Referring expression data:
BEGIN

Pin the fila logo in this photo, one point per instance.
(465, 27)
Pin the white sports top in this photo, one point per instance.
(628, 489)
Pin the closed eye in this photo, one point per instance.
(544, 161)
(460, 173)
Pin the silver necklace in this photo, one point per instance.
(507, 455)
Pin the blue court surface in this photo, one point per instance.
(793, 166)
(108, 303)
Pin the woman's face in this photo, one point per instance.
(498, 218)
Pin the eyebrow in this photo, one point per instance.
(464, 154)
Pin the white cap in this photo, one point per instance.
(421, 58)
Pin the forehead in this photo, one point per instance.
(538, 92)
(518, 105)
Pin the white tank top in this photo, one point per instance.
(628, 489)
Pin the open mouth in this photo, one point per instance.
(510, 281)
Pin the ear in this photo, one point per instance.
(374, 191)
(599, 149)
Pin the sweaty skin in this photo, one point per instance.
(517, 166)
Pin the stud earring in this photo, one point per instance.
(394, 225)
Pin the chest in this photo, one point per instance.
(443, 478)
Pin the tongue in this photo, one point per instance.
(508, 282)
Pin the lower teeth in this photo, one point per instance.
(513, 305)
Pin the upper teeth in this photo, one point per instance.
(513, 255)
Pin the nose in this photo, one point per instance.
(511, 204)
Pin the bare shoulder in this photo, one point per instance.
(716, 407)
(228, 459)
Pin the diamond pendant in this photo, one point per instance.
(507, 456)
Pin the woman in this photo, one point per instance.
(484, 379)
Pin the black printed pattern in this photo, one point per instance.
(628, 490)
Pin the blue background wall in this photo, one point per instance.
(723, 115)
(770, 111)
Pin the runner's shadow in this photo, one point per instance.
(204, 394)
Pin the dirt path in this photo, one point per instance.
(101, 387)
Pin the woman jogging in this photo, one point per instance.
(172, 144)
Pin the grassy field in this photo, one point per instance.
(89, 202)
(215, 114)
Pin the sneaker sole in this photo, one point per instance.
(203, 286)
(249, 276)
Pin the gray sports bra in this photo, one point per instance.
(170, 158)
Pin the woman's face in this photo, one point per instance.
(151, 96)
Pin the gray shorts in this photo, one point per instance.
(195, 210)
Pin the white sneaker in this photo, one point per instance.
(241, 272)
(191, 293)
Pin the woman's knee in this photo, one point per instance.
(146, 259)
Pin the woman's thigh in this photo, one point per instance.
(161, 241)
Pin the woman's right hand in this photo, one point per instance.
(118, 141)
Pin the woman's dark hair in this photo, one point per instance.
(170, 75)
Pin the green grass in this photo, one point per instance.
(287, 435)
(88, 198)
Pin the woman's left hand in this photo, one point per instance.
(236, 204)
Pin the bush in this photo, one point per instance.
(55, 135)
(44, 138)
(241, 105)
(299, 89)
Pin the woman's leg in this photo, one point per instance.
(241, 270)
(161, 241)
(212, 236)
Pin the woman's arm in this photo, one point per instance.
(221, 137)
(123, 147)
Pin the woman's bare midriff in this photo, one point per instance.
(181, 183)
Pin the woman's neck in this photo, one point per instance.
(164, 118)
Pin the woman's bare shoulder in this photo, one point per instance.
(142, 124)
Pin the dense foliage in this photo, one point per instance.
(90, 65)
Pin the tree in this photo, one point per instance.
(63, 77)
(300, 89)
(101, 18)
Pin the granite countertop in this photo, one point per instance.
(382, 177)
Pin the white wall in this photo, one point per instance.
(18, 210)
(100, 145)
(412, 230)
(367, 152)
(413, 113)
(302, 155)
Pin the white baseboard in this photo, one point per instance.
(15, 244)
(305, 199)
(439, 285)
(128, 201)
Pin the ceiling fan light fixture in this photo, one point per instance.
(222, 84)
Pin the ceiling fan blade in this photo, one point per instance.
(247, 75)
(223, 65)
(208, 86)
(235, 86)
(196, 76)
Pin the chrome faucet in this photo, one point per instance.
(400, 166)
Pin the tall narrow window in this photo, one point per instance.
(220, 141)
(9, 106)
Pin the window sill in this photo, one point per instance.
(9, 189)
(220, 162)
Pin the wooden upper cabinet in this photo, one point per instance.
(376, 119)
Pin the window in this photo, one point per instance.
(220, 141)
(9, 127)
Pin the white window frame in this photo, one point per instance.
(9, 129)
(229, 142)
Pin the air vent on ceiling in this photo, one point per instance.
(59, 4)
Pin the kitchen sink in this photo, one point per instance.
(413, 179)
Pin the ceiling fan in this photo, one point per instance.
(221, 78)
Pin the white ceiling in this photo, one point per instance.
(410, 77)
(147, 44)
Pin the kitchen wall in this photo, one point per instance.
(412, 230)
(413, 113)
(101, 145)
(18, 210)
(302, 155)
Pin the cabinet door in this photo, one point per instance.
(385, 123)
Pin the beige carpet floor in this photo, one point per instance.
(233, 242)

END

Problem details: Verbatim reproduction is required for the line holding "Pin the kitchen wall" and for every line after it in the records, with no other line included.

Response for this exercise:
Pin the kitchen wall in this photo, one point per instance.
(412, 230)
(413, 113)
(101, 145)
(18, 210)
(302, 155)
Pin the cabinet door in this photo, one point per instance.
(385, 123)
Pin the beige carpet floor in this photo, one point per instance.
(233, 242)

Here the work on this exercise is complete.